→ **WRITTEN INSTRUCTION**: Using the entries below, output exactly the line containing "man's arm, one" and all lines that follow it to the end.

>> start PROVIDED RECORDS

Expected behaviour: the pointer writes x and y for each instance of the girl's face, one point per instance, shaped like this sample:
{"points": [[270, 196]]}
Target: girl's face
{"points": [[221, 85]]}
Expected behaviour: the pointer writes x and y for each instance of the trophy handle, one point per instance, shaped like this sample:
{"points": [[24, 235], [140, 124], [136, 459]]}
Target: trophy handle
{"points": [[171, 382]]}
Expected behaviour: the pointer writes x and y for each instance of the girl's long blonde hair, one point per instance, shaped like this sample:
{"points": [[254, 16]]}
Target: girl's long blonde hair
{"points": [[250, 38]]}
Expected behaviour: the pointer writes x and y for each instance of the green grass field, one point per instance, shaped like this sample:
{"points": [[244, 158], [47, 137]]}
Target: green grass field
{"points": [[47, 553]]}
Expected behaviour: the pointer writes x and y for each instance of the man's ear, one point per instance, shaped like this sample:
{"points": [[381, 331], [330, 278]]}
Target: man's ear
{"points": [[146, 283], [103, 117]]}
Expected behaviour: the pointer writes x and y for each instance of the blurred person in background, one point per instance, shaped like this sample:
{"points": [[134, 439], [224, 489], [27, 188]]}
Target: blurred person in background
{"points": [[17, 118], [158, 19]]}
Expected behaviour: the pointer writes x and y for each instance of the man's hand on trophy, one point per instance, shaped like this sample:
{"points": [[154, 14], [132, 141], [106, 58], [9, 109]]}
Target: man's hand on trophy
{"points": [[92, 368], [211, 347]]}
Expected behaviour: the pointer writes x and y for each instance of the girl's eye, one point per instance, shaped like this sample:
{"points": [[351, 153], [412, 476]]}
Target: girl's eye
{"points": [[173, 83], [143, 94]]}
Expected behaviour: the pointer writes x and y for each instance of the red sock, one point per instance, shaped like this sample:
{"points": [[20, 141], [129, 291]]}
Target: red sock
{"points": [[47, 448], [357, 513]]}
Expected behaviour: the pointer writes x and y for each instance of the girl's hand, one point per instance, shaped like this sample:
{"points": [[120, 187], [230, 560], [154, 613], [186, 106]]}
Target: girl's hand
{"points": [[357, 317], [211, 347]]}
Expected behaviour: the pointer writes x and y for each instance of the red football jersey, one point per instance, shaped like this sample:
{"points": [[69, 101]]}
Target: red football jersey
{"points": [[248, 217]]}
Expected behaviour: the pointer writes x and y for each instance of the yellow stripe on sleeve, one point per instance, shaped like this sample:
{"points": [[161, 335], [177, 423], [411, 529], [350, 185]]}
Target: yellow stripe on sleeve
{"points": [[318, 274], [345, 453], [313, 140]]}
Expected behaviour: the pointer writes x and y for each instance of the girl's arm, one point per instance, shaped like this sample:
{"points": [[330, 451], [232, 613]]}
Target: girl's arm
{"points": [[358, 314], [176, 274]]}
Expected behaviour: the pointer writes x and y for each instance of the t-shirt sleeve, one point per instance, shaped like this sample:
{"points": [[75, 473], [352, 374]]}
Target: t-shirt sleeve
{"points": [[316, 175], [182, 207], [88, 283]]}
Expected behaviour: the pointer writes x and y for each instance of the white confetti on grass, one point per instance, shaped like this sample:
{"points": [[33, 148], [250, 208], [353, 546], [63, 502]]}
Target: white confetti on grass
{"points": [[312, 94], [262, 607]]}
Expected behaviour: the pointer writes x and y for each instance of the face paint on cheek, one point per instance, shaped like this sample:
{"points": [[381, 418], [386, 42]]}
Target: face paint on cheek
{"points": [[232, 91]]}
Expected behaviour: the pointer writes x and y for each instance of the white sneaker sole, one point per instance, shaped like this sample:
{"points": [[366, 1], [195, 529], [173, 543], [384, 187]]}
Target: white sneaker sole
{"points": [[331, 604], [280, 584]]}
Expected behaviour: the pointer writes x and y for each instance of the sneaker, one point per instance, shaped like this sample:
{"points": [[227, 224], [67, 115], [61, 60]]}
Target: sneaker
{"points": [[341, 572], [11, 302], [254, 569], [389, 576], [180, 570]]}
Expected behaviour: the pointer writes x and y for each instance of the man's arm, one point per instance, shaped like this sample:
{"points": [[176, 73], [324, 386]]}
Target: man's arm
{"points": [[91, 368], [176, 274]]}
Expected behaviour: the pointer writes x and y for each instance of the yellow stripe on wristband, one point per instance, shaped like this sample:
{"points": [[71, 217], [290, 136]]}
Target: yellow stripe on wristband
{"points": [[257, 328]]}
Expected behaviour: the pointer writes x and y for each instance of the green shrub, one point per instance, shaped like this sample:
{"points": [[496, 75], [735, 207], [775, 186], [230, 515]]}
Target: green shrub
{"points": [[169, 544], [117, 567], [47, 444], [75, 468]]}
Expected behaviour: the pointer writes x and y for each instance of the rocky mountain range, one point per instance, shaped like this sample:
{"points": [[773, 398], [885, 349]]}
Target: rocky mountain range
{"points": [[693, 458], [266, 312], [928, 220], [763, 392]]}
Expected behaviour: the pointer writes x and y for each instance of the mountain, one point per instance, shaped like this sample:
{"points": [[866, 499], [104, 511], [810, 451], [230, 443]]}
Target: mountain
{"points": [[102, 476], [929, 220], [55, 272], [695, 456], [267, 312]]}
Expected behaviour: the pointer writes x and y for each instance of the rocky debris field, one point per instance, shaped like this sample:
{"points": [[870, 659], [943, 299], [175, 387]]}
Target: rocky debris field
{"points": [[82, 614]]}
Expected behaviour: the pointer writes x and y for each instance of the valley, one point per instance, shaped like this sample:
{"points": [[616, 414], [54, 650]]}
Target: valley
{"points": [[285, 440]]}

>> end PROVIDED RECORDS

→ **TASK SOLUTION**:
Expected behaviour: the pointer writes x and y for each instance of the man's arm, one point per instance, shaped like this sample:
{"points": [[176, 73], [324, 386]]}
Target: man's arm
{"points": [[91, 368], [176, 274]]}
Expected behaviour: the pointer writes x and y for each instance of the yellow stripe on wristband, one point per instance, shaped like this sample:
{"points": [[71, 217], [290, 136]]}
Target: yellow stripe on wristband
{"points": [[257, 328]]}
Expected behaviour: the pointer writes x and y for each instance of the green shrub, one point per instance, shaped like this sample:
{"points": [[496, 75], [735, 207], [775, 186], [230, 515]]}
Target: green shrub
{"points": [[169, 544], [117, 567], [47, 444], [75, 468]]}
Expected behaviour: the pointer writes x and y for each instance of the rocky mountain range, one point per instance, shaped like this sample:
{"points": [[773, 398], [885, 349]]}
Target: rocky mountain range
{"points": [[693, 458], [266, 312], [928, 220], [763, 392]]}
Expected behaviour: the pointer writes x and y for each instance of the mountain, one point per instance, shaped like this sample:
{"points": [[866, 499], [104, 511], [810, 451], [230, 443]]}
Target: mountain
{"points": [[102, 476], [929, 220], [55, 272], [695, 456], [267, 312]]}
Expected behaviour: the pointer writes x and y for each instance of the rocky debris field, one point per instance, shaped like this sample:
{"points": [[870, 659], [943, 299], [175, 387]]}
Target: rocky debris field
{"points": [[82, 614]]}
Expected behaviour: the pointer writes x and y for each instance of the valley, one point per instance, shaped like this sample:
{"points": [[616, 414], [54, 650]]}
Target: valley
{"points": [[285, 440]]}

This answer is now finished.